* How to complete this task
The data below is to be returned in full and exactly.

* Data for analysis
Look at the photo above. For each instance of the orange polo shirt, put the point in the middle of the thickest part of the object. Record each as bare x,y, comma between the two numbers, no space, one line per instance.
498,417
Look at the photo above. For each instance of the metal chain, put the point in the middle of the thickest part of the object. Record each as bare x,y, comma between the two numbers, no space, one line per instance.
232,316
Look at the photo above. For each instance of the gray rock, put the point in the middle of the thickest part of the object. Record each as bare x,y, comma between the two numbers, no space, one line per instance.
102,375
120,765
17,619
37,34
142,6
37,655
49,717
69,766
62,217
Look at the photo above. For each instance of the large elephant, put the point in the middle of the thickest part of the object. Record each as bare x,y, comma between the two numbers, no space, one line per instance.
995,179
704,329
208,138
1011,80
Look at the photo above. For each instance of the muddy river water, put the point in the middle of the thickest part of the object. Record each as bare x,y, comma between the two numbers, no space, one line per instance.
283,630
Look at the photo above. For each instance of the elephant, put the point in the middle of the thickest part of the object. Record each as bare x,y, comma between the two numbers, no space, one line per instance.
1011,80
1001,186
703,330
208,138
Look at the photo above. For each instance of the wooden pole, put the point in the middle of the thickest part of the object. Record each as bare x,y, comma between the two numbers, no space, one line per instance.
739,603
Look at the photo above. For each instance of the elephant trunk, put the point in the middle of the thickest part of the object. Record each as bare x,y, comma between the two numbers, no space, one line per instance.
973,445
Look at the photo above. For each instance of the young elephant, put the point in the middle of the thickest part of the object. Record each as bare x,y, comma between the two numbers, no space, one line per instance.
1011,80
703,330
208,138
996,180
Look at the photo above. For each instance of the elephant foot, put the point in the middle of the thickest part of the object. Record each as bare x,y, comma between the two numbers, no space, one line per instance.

* Answer to this task
Look at the photo above. For each instance of the orange polo shirt, put the point in the middle of the thickest part of the object. Record each as bare x,y, comma between the two numbers, no space, one line per instance.
498,417
Look at the photo above. For each instance of the metal chain, put the point in the middle of the thickest part of the object. Record each as bare x,y, comma between the two numbers, no space, one line per instance.
232,316
Look at the photo above. For each instance of the gray rock, put the point in the middle of the thickest part of the object. Record each as bare x,y, comma between the two numbers, no space, one line per instance.
102,375
120,765
17,619
37,34
142,6
37,655
49,717
69,766
62,217
Look at the photo above. For each instance of the large elephant, put the point in the middle of the thickest part of the object. Record each as bare x,y, comma between the two numbers, no space, one line per instance.
995,179
704,329
208,138
1011,80
Look at the photo above. For each instance of the muddy river water, put the point in the middle of the thickest part of the object. Record each as bare x,y, comma between the two numbers, no space, one line per instance.
283,630
Look at the photo above. For each instance of the elephant, put the point in the middle of the thickest part of the object. Record each as bare x,y, comma between the two numbers, no space, one line per instance.
1011,80
1001,186
703,330
208,138
Look at the photo above. For each instance of the wooden pole, put the point in the middle of the thickest part of the object. Record each as bare x,y, comma between the two numbers, no space, one line per instance.
739,603
Look at the photo above. For each instance of the elephant trunk, put the point in the middle of the thickest part of the object. Record each as bare x,y, comma between the two numbers, no space, one line per instance.
973,445
Look at the photo above. For each instance of the young elephant, put the point in the middle of the thickest part of the object. Record each as bare x,y, comma between the two numbers, no space, one line per instance.
1011,80
703,330
208,138
996,180
Look at the photo above. For each instance of the elephant foot, put the point in the middle of the thickest part of the object. Record each as bare x,y, comma between the two numbers, no space, one line per instance.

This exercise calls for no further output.